Selected passage>
+ + + +
It’s a long way from the dive bars of Texas to the global stadium circuit, yet ZZ Top managed to navigate their way via American FM radio, wildlife-strewn stages and MTV video staples. While they’re not always the first act that springs to mind when you think of Southern Rock, they are by far and away the most successful and most enduring. Led by Jimi Hendrix-endorsed guitar player Billy Gibbons, ZZ Top have cut a unique dash through rock music over half a century, with the line up of Gibbons, bass player Dusty Hill and drummer Frank Beard remaining unchanged throughout, and their commitment to blues rock remaining undimmed.
Winning the hearts of music fans across America by the traditional method of almost constant gigging, ZZ Top released a string of strong blues rock albums throughout the 70s, before the dawn of a new decade saw them adopting up to date recording and production techniques. This revised sound was married to a series of music videos of questionable taste, but which nevertheless saw them on regular rotation on MTV, and introduced them to a whole new audience. With this renewed wave of interest ZZ Top finally cracked the charts in Europe, and they’ve been a global concern ever since.
The Climb to Stardom
The snappily titled ZZ Top’s First Album has all the hallmarks of a debut album of the early 70s. The sound is basic and uncluttered, the song writing can range from the simple yet solid to the flimsy, yet throughout it all it’s obvious that Gibbons had paid his dues in previous years, and that Hill and Beard were no slouches either. The power trio approach lends itself to an unfussy and economical sound that doesn’t hang about in comparison to their Southern rock contemporaries who were stretching jam based numbers to mind-numbing lengths. Even at this stage in their career, ZZ Top were comfortable with their position in rock and roll’s firmament, updating rock and roll and the blues for the early 70s rock crowd, and not getting bogged down in ambitions any loftier than drinking, partying and hanging out with women.
If you’re only aware of ZZ Top’s later work, then their debut is a refreshing listening experience, and a fascinating document of their roots and early sound, while hinting at the greatness that was to come. Granted, there’s nothing here that you could consider timeless, but it is not without its period charm, and is the album on which they occasionally do sound not dissimilar to their Southern Rock peers.
While ZZ Top’s First Album wasn’t a game changer, it was an accurate reflection of where they were as an act, hinted at a well of untapped potential and rock and roll good times to come, and confirmed that they still had plenty of room to evolve. It’s an album of enjoyable rock and roll boogie, with a hint of the stronger Southern fried flavours to come.
The weird thing about ZZ Top’s second album, Rio Grande Mud, is that it sounds for all the world like a debut album. There’s an unpolished earthiness about it, which means it remains pretty much rooted in the same sounds and influences as ZZ Top’s First Album. The trouble is, not many of its ten tracks leap out at you as a real step forward and progression from their debut, in fact, taken as a whole Rio Grade Mud just doesn’t have the tune count and hit rate as their debut album. Maybe it was second album syndrome, maybe it was a conscious attempt to hold back their best new material for an album where they would be a concerted push into the charts, either way, for me at least, their debut had better tunes.
+ + + +
Instructions>
#1 According to the ZZ Top overview, who plays bass in the band?
#2 Resume the ZZ Top overview after its last sentence, keeping its voice.
+ + + +
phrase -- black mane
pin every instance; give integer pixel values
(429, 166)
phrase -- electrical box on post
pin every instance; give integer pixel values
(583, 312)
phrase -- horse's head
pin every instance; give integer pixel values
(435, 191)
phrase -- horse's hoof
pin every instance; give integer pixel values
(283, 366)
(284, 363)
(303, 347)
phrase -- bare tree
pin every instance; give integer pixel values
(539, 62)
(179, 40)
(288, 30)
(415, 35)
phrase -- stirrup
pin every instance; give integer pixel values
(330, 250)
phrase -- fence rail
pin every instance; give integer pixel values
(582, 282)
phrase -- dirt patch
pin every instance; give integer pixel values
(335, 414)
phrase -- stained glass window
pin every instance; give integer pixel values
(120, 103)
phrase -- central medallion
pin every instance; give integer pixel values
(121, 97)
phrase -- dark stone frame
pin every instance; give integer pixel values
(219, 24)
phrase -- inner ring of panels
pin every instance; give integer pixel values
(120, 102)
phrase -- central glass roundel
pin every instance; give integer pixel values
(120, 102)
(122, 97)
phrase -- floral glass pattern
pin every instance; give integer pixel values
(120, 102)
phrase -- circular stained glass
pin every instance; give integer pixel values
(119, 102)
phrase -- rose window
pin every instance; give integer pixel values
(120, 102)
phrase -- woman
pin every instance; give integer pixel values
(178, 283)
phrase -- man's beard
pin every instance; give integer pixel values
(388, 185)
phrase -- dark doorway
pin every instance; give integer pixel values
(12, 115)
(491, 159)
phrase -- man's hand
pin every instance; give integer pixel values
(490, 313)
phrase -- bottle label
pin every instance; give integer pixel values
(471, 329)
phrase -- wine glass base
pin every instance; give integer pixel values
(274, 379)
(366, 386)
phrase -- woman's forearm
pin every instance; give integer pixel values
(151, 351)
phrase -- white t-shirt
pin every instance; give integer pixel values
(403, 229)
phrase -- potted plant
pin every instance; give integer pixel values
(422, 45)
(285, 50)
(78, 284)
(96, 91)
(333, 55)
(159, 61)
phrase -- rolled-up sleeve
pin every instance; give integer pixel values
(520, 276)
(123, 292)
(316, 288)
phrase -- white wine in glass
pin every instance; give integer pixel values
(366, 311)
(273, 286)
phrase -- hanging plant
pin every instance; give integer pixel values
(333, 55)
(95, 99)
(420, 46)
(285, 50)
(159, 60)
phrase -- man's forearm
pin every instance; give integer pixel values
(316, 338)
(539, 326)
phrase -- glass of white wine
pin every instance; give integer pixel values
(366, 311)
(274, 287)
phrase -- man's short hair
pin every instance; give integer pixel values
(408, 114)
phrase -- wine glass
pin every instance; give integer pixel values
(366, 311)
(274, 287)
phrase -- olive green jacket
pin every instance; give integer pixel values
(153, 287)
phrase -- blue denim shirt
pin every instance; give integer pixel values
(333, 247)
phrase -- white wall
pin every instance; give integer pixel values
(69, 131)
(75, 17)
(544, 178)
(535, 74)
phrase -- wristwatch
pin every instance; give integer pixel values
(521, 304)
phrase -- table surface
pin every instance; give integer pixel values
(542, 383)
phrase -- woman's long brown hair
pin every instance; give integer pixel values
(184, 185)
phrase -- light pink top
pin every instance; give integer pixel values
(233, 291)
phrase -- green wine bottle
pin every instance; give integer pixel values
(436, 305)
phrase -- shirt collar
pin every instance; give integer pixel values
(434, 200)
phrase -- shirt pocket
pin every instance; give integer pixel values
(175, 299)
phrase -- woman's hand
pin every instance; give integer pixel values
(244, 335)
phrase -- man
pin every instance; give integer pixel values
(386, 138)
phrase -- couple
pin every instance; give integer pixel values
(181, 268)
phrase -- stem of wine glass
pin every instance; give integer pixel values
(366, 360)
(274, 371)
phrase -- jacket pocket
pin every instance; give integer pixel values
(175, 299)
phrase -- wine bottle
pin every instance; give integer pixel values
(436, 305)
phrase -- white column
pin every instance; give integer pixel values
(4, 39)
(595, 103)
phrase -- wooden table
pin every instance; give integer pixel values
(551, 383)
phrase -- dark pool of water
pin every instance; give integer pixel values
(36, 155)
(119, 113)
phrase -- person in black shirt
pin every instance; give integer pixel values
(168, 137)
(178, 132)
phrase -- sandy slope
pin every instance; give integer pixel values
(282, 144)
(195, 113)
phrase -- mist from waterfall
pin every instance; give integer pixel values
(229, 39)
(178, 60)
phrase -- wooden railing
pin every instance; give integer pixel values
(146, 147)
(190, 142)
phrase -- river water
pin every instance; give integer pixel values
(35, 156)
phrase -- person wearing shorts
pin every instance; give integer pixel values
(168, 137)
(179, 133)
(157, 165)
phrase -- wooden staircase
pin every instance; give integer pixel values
+ + + +
Task-by-task answers>
#1 Dusty Hill

#2
Rio Grande Mud is the sound of ZZ Top continuing to pay their dues and learning their craft as musicians and songwriters, as well as finding their way around the recording studio. It’s the sound of a band working towards greatness, honing their sound and preparing for the big push to catapult them on to the next level of rock stardom. It’s an album that confirms their sound and their values rather than makes any major leaps forward.
If you loved their debut, then there is nothing on Rio Grande Mud that is going to change your mind about ZZ Top, though you will probably return to their previous album on a more regular basis.
While previous couple of albums had been an effective run-up, Tres Hombres is where the career of ZZ Top really took flight. This is the album that saw them metamporhise from solid Southern-friend boogie rockers, to emerge as one of the finest rock bands on the planet.
Despite the lean and never-changing power-trio line up, Tres Hombres is a big greasy, high calorie, rock album and sounds like the work of a bigger line up. The licks are chunky, the rhythm section is anything but lightweight and the whole album still weighs in at a flab-free thirty five minutes. Even now thirty five to forty minutes is the optimum run time for a studio album – if it runs to over forty five minutes, chances are there’s something you can edit out.
Of course, “La Grange” remains a staple of classic rock radio, but Tres Hombres is about a lot more than that one breakthrough hit. “Waiting for the Bus” segueing into “Jesus Left Chicago” is one of the classic intertwining of songs and is a highlight of this album, which in turn has also ensured that they’re almost always twinned on stage as well.
Tres Hombres made ZZ Top one of the biggest bands in America, though it would take them the best part of a decade for them to make a lasting impact in Europe, and by then it was also synth-rock, glossy videos featuring scantily clad ladies and hot-rods and beards the size of doormats. Tres Hombres is a very different beast to the one that ran rampage over MTV through the 80s. It’s an organic, blood-pumping beast and all the better for it.
Big in America
After the success of Tres Hombres, ZZ Top were very much on the upswing. They were being hyped as America’s hottest rock band, were a brilliant live act and were poised to conquer AM radio across the United States. How to consolidate this success? Why not release a half live / half studio hybrid album and cover all the bases by confirming what a brilliant live act they were, while also slating the hunger for new material?
Fandango! opens with a smoking version of “Thunderbird”, a brilliant live rocker which might have lacked the appropriate energy in the studio. However, after this promising start, there’s a distinct drop in quality on the live material, as it eventually finds itself relying on the second most annoying cliché of live albums of the 70s after the drum solo, the rock and roll medley. It’s an unnecessary indulgence when the band had so much solid self penned material even at this early(ish) stage of their career, and the rest of the album is an uphill struggle to recover from this drop in quality.
The studio material on the second half of the album tries its best to regain the lost ground, but the majority of it falls just short when compare it to the material on Tres Hombres, and what should have been an album of confirmation and consolidation just about manages to maintain a holding pattern. The song that confirms that they still had the intangible ‘it’ factor is closing track Tush, one of the band’s best songs and a well deserved hit single for the band.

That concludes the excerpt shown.